[Stored items from a collection]
- - - - -

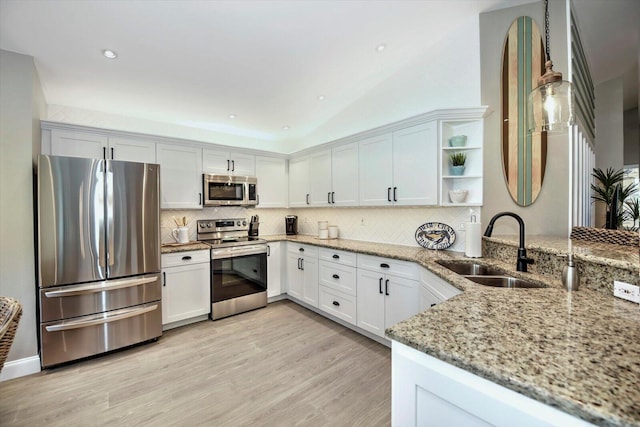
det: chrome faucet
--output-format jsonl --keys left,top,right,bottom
{"left": 484, "top": 212, "right": 535, "bottom": 272}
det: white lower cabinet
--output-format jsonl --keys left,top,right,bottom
{"left": 356, "top": 255, "right": 420, "bottom": 338}
{"left": 392, "top": 341, "right": 595, "bottom": 427}
{"left": 267, "top": 242, "right": 283, "bottom": 298}
{"left": 286, "top": 244, "right": 319, "bottom": 307}
{"left": 161, "top": 250, "right": 210, "bottom": 327}
{"left": 318, "top": 286, "right": 357, "bottom": 325}
{"left": 419, "top": 267, "right": 462, "bottom": 311}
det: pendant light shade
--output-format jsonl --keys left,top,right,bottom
{"left": 527, "top": 0, "right": 575, "bottom": 133}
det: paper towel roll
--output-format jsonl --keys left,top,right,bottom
{"left": 465, "top": 222, "right": 482, "bottom": 258}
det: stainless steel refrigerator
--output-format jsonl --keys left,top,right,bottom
{"left": 37, "top": 154, "right": 162, "bottom": 367}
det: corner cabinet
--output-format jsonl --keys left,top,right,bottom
{"left": 286, "top": 243, "right": 319, "bottom": 307}
{"left": 439, "top": 118, "right": 484, "bottom": 206}
{"left": 255, "top": 156, "right": 288, "bottom": 208}
{"left": 359, "top": 122, "right": 438, "bottom": 206}
{"left": 156, "top": 143, "right": 203, "bottom": 209}
{"left": 161, "top": 250, "right": 210, "bottom": 328}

- - - - -

• **REQUIRED ACTION**
From the entries, count the lines that hold the string "cabinet". Nothing but the number is needed.

• **SOLUTION BELOW**
2